All of the entries below need to be repeated exactly.

═══ Data extracts

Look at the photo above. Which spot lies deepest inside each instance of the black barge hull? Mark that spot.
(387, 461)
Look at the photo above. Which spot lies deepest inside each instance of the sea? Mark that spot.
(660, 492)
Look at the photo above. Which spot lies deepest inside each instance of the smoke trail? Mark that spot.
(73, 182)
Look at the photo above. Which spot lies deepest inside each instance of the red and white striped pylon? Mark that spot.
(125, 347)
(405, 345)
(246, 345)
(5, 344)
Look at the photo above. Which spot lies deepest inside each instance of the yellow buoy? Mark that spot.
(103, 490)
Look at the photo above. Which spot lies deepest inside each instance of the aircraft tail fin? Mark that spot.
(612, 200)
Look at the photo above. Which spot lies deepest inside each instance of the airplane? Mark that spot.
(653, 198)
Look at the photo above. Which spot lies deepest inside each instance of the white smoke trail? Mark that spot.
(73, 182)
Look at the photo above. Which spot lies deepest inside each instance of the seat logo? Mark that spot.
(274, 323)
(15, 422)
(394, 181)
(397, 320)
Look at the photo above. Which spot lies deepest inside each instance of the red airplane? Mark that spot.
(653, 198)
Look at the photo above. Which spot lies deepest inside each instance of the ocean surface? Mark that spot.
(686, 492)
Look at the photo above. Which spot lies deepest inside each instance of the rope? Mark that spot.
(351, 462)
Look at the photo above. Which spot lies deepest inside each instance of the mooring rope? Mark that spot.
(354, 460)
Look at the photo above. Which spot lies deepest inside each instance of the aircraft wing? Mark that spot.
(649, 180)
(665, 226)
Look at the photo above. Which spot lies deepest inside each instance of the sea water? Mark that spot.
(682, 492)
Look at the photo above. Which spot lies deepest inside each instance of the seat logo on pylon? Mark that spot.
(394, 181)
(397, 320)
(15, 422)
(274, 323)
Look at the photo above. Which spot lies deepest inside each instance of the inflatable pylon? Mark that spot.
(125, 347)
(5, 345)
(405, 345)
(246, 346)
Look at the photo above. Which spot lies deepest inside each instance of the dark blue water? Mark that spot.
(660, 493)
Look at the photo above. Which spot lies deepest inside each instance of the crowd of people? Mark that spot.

══════

▶ _Answer_
Look at the photo above. Which spot lies deepest inside each instance of the black barge hull? Mark that spot.
(387, 461)
Look at the photo above. Which spot lies deepest inside each instance of the sea? Mark that spot.
(660, 492)
Look at the photo above. Which spot lies deepest inside each instance of the smoke trail? Mark that spot.
(73, 182)
Look at the photo above. Which spot lies deepest inside each instance of the red and white striped pylon? Mark that spot.
(125, 347)
(405, 345)
(246, 345)
(5, 344)
Look at the photo above. Which spot lies deepest inside each instance of the yellow buoy? Mark that spot.
(103, 490)
Look at the photo above. Which spot lies deepest inside each instance of the aircraft tail fin? Mark that spot.
(612, 200)
Look at the photo above. Which spot lies deepest inside each instance of the airplane? Mark that spot.
(653, 198)
Look at the photo above. Which spot lies deepest inside each instance of the white smoke trail? Mark that spot.
(73, 182)
Look at the photo above. Which spot lies deepest inside each instance of the seat logo? Mark that spot.
(274, 323)
(15, 422)
(394, 181)
(397, 320)
Look at the photo above. Which spot lies deepest inside each instance of the red airplane? Mark that spot.
(653, 198)
Look at the photo above. Which spot lies deepest inside each instance of the ocean surface? Mark that spot.
(686, 492)
Look at the photo above. Which spot lies deepest inside each instance of the rope? Mark that spot.
(351, 462)
Look at the photo above. Which spot lies deepest inside each instance of the mooring rope? Mark that spot.
(354, 460)
Look at the photo above. Which spot lies deepest inside each instance of the aircraft wing? Mark that spot.
(649, 180)
(665, 226)
Look at the photo above. Which spot lies deepest inside each instance of the sea water? Mark that spot.
(682, 492)
Look at the photo above. Which spot lies deepest inside each instance of the seat logo on pylon? Mark that spot.
(394, 181)
(397, 320)
(15, 422)
(274, 323)
Look at the photo above. Which spot lies deepest inside each instance of the inflatable pylon? Mark that spot.
(125, 347)
(5, 345)
(405, 345)
(246, 346)
Look at the photo above. Which spot lies deepest inside each instance of the dark blue water? Mark that spot.
(660, 493)
Look at the photo above. Which spot lies deepest inside each instance of the crowd of people? Mark that spot.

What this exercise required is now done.